PROBLEM REQUIREMENTS =>
Return each line of the records below that contains the string "door".

EXCERPTED DATA =>
------------------------------------------------

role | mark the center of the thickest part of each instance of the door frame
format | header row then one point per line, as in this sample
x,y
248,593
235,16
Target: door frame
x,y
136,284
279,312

------------------------------------------------

EXERCISE ANSWER =>
role | mark the center of the thickest part of each instance of the door frame
Target: door frame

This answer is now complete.